◆ 目标 ◆
请照抄下面条目中的若干行：从含有“Task: locate the doctor's nose.”的那一行开始，到条目末尾结束，首尾两行都要抄上。

★ ★ ★

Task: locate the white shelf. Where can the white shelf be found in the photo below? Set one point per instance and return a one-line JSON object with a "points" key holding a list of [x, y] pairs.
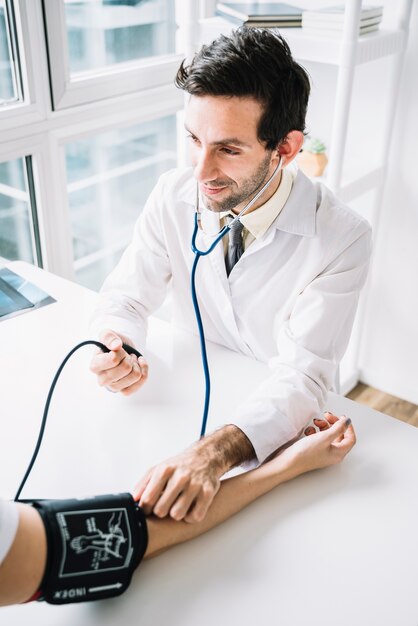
{"points": [[370, 47], [356, 180]]}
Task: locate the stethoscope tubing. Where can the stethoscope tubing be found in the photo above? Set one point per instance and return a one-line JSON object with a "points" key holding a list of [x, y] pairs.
{"points": [[198, 254]]}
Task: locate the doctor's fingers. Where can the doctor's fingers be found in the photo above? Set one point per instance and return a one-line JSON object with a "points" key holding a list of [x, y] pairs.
{"points": [[178, 496], [103, 361], [158, 479], [127, 373], [143, 368], [202, 504]]}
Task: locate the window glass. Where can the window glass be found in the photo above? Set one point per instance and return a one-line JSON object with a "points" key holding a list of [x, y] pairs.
{"points": [[109, 179], [9, 88], [16, 232], [105, 32]]}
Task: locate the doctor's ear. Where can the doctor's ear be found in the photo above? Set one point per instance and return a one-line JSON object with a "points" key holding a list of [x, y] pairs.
{"points": [[290, 146]]}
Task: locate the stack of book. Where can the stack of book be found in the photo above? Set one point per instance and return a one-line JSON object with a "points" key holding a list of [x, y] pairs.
{"points": [[261, 14], [329, 22]]}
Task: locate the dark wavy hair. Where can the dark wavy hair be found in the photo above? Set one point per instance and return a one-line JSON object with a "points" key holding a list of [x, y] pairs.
{"points": [[257, 63]]}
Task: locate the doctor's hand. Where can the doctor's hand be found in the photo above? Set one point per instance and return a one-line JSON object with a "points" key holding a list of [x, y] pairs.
{"points": [[182, 487], [329, 446], [117, 370]]}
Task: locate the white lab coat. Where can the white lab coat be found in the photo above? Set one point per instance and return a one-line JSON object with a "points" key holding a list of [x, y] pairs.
{"points": [[289, 301]]}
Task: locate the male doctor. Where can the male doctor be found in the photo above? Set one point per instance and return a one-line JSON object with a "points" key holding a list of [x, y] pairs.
{"points": [[287, 298]]}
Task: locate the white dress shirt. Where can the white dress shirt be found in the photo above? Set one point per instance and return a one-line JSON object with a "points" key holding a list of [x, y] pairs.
{"points": [[289, 301], [9, 520]]}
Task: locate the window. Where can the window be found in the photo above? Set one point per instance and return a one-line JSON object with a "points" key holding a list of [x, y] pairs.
{"points": [[10, 82], [106, 32], [92, 163], [19, 239], [109, 179], [102, 48]]}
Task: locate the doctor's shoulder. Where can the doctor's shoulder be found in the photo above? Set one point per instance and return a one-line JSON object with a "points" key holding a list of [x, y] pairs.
{"points": [[335, 220], [177, 185]]}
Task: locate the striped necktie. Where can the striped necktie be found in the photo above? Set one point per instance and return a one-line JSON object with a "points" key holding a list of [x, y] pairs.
{"points": [[235, 246]]}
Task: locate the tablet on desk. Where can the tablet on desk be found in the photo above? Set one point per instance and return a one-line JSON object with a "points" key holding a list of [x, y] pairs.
{"points": [[17, 295]]}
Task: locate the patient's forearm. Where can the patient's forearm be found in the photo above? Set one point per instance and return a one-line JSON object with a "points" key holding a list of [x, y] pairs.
{"points": [[22, 570], [234, 494]]}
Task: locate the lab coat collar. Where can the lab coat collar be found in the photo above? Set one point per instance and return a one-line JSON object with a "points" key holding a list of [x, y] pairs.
{"points": [[297, 217]]}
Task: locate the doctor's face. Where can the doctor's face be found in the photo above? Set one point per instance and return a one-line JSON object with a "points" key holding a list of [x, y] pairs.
{"points": [[230, 163]]}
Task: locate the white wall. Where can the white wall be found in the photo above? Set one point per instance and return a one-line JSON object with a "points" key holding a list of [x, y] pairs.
{"points": [[389, 355]]}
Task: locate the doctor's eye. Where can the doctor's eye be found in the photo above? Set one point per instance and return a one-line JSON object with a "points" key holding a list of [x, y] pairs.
{"points": [[192, 138], [229, 151]]}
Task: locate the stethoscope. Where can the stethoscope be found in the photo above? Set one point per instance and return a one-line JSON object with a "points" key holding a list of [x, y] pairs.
{"points": [[199, 253]]}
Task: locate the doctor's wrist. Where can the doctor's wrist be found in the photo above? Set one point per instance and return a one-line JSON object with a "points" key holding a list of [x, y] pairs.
{"points": [[228, 447]]}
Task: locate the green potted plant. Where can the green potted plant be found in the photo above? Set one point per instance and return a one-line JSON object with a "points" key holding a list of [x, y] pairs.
{"points": [[312, 160]]}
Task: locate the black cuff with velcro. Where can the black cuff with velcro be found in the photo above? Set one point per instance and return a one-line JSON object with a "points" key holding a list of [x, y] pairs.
{"points": [[94, 546]]}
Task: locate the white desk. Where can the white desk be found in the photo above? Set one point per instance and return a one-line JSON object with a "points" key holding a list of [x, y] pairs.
{"points": [[337, 547]]}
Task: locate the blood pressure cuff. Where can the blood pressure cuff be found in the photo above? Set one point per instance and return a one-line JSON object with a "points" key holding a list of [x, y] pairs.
{"points": [[94, 546]]}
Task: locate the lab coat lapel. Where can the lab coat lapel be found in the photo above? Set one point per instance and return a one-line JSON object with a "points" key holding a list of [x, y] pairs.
{"points": [[216, 274]]}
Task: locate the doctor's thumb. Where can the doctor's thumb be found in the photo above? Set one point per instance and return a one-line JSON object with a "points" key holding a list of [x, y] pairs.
{"points": [[111, 340]]}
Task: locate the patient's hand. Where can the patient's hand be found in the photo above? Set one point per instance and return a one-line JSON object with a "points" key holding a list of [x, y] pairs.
{"points": [[329, 446]]}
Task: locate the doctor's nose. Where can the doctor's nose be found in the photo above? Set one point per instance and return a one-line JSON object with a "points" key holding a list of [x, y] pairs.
{"points": [[205, 168]]}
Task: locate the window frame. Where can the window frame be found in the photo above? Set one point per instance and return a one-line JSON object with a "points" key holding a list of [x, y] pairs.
{"points": [[114, 80], [32, 106]]}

★ ★ ★

◆ 书面回答 ◆
Task: locate the doctor's nose. Where can the doctor's nose be found in the photo above? Set one point per instance and return a one-line JSON object with a "points" key holding a list of [x, y] pairs.
{"points": [[205, 168]]}
Task: locate the window frame. Where can the window frame be found in the photo above? Set one point per instance and return a one-line JSON object with a "points" key holding a list of [x, y] pairs.
{"points": [[114, 80], [32, 106]]}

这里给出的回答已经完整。